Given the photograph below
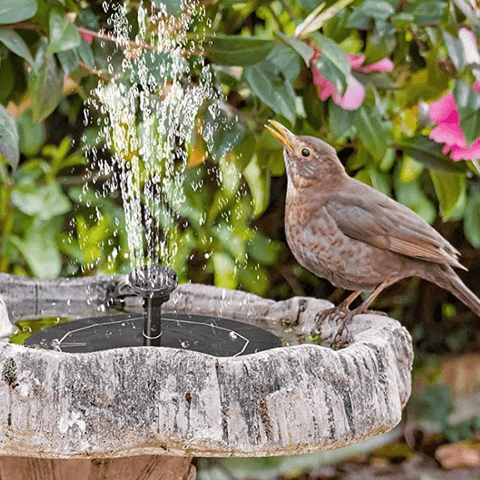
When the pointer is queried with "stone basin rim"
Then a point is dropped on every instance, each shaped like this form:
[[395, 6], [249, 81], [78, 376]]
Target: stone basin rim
[[172, 401]]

____

Could you repeat the data exactly, omitting its pictures?

Answer to the exercise:
Given the photograph below
When the pointer is queried with "stone basin rim"
Then a point is dropped on every instance, each shaped like this form:
[[395, 6], [249, 81], [78, 376]]
Target: stone basin rim
[[172, 401]]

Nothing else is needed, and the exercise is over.